===== MATERIAL FOR THIS EXERCISE

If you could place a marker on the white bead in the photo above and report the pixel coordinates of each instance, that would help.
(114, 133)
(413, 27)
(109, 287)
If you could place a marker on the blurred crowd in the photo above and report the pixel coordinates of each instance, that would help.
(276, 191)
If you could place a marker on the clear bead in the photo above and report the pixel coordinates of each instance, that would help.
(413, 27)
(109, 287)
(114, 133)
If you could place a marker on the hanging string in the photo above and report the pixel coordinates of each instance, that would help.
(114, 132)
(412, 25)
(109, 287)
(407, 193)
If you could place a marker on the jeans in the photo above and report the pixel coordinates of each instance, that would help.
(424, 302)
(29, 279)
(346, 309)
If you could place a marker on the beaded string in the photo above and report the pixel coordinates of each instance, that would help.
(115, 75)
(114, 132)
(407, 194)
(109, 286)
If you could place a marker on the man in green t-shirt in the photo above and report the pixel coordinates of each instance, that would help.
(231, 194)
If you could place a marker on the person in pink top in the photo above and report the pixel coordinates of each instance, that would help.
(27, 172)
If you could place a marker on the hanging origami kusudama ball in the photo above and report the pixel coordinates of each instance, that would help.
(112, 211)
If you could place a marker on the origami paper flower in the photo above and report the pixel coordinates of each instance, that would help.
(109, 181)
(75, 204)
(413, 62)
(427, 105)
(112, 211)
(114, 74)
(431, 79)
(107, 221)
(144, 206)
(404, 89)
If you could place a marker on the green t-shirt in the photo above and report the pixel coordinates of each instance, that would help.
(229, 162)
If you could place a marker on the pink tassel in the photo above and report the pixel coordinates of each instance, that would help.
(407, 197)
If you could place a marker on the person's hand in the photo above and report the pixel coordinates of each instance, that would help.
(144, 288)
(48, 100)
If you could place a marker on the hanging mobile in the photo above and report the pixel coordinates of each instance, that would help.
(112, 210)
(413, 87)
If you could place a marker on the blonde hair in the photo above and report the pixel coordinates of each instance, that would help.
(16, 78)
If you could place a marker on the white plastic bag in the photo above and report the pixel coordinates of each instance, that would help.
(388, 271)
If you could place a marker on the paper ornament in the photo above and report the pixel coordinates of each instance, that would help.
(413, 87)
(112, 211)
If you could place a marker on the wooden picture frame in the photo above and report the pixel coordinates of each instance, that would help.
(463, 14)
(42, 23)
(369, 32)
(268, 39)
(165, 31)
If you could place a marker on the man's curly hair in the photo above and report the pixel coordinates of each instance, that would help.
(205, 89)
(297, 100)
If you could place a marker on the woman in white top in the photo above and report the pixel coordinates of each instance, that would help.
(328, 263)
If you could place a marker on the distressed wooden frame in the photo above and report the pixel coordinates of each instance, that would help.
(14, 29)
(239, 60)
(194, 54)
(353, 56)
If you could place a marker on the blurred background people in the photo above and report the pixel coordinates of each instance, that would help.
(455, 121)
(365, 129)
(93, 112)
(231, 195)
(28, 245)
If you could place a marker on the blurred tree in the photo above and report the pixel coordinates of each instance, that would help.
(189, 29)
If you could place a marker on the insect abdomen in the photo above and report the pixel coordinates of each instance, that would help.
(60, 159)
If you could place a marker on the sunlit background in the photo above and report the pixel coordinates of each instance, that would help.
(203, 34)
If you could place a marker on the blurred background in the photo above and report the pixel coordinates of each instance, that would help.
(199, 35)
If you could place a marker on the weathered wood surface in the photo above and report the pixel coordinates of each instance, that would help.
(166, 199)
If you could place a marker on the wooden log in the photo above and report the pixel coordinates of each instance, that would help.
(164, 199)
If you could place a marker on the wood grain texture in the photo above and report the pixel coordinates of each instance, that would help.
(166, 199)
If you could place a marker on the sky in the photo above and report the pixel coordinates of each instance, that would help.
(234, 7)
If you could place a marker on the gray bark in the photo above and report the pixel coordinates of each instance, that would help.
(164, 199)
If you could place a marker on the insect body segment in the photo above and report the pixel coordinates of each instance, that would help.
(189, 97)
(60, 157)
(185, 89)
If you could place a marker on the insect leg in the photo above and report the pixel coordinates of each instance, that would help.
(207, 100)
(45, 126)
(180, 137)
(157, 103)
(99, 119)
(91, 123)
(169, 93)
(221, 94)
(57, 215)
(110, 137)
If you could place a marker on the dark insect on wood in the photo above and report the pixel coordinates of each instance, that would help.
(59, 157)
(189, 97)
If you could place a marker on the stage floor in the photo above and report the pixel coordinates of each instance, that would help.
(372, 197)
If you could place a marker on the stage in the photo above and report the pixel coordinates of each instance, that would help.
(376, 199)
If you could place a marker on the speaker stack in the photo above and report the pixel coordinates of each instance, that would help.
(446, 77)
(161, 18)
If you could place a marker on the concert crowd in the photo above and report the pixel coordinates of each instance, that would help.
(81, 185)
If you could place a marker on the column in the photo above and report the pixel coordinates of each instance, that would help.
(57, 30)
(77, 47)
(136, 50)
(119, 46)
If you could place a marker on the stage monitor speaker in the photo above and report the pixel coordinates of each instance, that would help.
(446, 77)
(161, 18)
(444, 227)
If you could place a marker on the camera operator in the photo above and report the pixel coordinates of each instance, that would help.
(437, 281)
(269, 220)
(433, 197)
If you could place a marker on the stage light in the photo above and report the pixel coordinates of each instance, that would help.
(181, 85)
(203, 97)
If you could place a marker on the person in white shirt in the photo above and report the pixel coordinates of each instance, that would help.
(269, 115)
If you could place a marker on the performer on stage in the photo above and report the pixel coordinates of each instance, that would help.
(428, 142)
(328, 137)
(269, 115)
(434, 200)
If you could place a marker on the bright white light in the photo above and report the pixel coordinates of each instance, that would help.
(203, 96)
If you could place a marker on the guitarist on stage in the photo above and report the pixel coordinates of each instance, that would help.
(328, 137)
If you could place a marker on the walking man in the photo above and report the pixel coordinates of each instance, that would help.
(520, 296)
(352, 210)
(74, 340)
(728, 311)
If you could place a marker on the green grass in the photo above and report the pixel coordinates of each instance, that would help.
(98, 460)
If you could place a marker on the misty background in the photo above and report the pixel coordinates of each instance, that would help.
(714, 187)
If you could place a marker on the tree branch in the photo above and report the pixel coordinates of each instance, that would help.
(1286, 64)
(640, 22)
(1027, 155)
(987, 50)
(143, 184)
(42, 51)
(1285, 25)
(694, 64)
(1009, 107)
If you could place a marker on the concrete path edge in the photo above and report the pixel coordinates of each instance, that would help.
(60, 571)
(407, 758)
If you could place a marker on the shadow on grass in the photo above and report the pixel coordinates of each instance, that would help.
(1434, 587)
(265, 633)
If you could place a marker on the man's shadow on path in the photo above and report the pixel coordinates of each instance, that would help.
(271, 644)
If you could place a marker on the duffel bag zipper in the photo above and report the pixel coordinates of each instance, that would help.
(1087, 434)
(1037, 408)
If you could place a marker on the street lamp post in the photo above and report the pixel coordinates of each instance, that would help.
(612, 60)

==========

→ **WORK ORDER**
Each of the records is to be written out again without alteration.

→ **TASK RESPONSE**
If you could place a marker on the white bead in the photo above and report the pixel coordinates of each instance, that would help.
(114, 133)
(413, 27)
(109, 287)
If you could place a marker on the blurred crowd in the photo above and report the pixel coordinates of each instance, that would help.
(276, 191)
If you could place a marker on the clear bead in the photo above and report the pixel coordinates of each instance, that would help.
(413, 27)
(109, 287)
(114, 133)
If you could place a marker on the hanging string in the photo above and report the pixel coordinates of each instance, that would help.
(114, 132)
(412, 25)
(109, 287)
(407, 193)
If you could place a marker on the jeans in the photo above and report the pixel coordinates of each instance, that would help.
(424, 302)
(29, 279)
(346, 309)
If you could place a marker on the beaded string in the photo above and report the pixel coordinates of each instance, that would help.
(115, 75)
(114, 132)
(407, 194)
(109, 286)
If you could place a marker on the man in green t-shirt in the photo above and report the pixel coordinates of each instance, that would help.
(231, 194)
If you could place a marker on the person in pink top in the photo above and report the pixel coordinates of each instance, that would help.
(27, 172)
If you could place a marker on the hanging origami kusudama ball in the photo above and report the pixel coordinates of each instance, that would help.
(112, 211)
If you could place a marker on the origami paper flower in the photo above and report the pixel coordinates of each instance, that would help.
(109, 181)
(75, 204)
(413, 62)
(427, 105)
(112, 211)
(114, 74)
(431, 79)
(107, 221)
(144, 206)
(404, 89)
If you could place a marker on the green t-shirt in the photo above and report the pixel coordinates of each instance, that would help.
(229, 162)
If you could place a marker on the pink tassel in the photo above and report the pixel coordinates of each instance, that would help.
(407, 197)
If you could place a marker on the person's hand in the photo above and report the pixel coordinates of each instance, that would help.
(144, 288)
(48, 100)
If you could place a marker on the hanging mobile in the photo above and report the pixel coordinates of each instance, that would help.
(112, 210)
(413, 87)
If you could place a marker on the blonde hair in the photo above and report the pixel coordinates of each instance, that would help.
(16, 78)
If you could place a marker on the white plastic bag in the photo above and report the pixel coordinates of each instance, that would help.
(388, 271)
If you could place a marker on the paper ornament in the photo above and report the pixel coordinates of each instance, that would help.
(413, 87)
(112, 211)
If you could place a marker on the wooden picture frame in the photo above and report the pixel coordinates of each instance, that would help.
(463, 14)
(42, 23)
(369, 32)
(268, 39)
(165, 31)
If you could place a marker on the man's curly hair in the photo above and report the pixel coordinates of each instance, that would help.
(205, 89)
(297, 100)
If you could place a marker on the woman in white top in the photo above and report the pixel coordinates of each instance, that would help.
(328, 263)
If you could place a marker on the distressed wooden frame in the photo above and report the pixel coordinates of each instance, that would help.
(14, 29)
(239, 60)
(194, 54)
(353, 56)
If you could place a marker on the blurred background people in the photo above and report the pixel coordinates of each instance, that would help.
(455, 121)
(365, 129)
(93, 112)
(231, 195)
(28, 245)
If you could place a marker on the blurred tree in the photo above and report the pixel coordinates of each instance, that would help.
(189, 29)
If you could place a marker on the insect abdomen in the photo above and report the pixel coordinates of each instance, that would help.
(60, 159)
If you could place a marker on the sunlit background in the photo above and report the pixel coordinates of each instance, that would help.
(203, 34)
If you could place a marker on the blurred background in the photo above and report the pixel coordinates of each instance, that would help.
(199, 35)
If you could place a marker on the weathered wood surface in the photo above and report the pixel coordinates of each instance, that would help.
(166, 199)
If you could place a marker on the wooden log in the photo above and report the pixel coordinates of each instance, that would help.
(164, 199)
If you could place a marker on the wood grain texture in the photo above and report the pixel coordinates of each instance, that would help.
(166, 199)
If you could place a marker on the sky in the photo above and report the pixel coordinates of each instance, that would help.
(234, 7)
If you could place a marker on the gray bark in the photo above and report the pixel coordinates of each instance, that would help.
(164, 199)
If you could place a marker on the insect body segment in the photo above and report the pixel coordinates of each instance, that would help.
(189, 97)
(60, 157)
(185, 89)
If you could place a marker on the insect leg in the photo above and report the pixel coordinates of each instance, that would help.
(207, 100)
(45, 126)
(180, 137)
(157, 103)
(99, 119)
(91, 123)
(169, 93)
(221, 94)
(57, 215)
(110, 137)
If you could place a marker on the dark insect on wood in the photo above and report the pixel coordinates of each instance, that would help.
(59, 157)
(189, 97)
If you could place a marker on the stage floor in the photo above and report the pixel coordinates of each instance, that would help.
(372, 197)
If you could place a marker on the stage in the photo above and report the pixel coordinates of each instance, that would help.
(376, 199)
If you could place a marker on the speaker stack in the photo above and report the pixel coordinates of each instance, that would help.
(446, 77)
(161, 18)
If you could place a marker on the concert crowd in the photo above and report the pixel coordinates of each instance, that would help.
(81, 185)
If you could place a marker on the column in the photo above and report the pixel coordinates of each instance, that would help.
(57, 30)
(77, 47)
(136, 50)
(119, 46)
If you could place a marker on the stage monitor speaker in the photo above and report the pixel coordinates of each instance, that would help.
(446, 77)
(161, 18)
(444, 227)
If you could place a marker on the camera operator in the photo above and report the pixel coordinates of each instance, that would help.
(437, 281)
(269, 220)
(433, 197)
If you could place a marker on the stage light in the photo above and report the pixel coordinates of each instance, that would help.
(181, 85)
(203, 97)
If you could place a marker on the person in white shirt in the photo above and report the pixel coordinates of each instance, that would help.
(269, 115)
If you could place a marker on the performer on stage in the photo above and report the pixel coordinates of each instance, that would help.
(428, 142)
(328, 137)
(269, 115)
(434, 200)
If you could place a marker on the bright white light in the photo above and report the pixel coordinates of each instance, that would help.
(203, 96)
If you could place a marker on the guitarist on stage in the photo above and report the pixel coordinates of each instance, that would help.
(328, 137)
If you could place a marker on the walking man in the photo above and report the pixel coordinates of each instance, that would help.
(520, 296)
(352, 210)
(74, 340)
(728, 311)
If you could place a marker on the green grass in the photo above and report the pixel coordinates of each instance, that would help.
(98, 460)
If you could place a marker on the misty background in the photo above and report the pixel coordinates of each instance, that would help.
(714, 187)
If you could place a marker on the tree branch in the photo above and report the pixel coordinates of each instance, that would help.
(1286, 64)
(640, 22)
(1027, 155)
(987, 50)
(143, 184)
(42, 51)
(1285, 25)
(694, 64)
(1009, 107)
If you could place a marker on the concrete path edge in the photo above and report the pixel coordinates of each instance, that would help.
(60, 571)
(407, 758)
If you could place a marker on the shadow on grass in the photo above and report the pixel coordinates of each instance, that would help.
(1434, 587)
(265, 633)
If you could place a marker on the man's shadow on path in the photo above and report the pixel coordinates of each instance, that would help.
(271, 644)
If you could place a marker on the duffel bag zipper in the photo above and report the pixel coordinates of each instance, that would help.
(1087, 434)
(1037, 408)
If you could place a marker on the street lamp post in the photo above and report the pixel coordinates of each instance, that would help.
(612, 60)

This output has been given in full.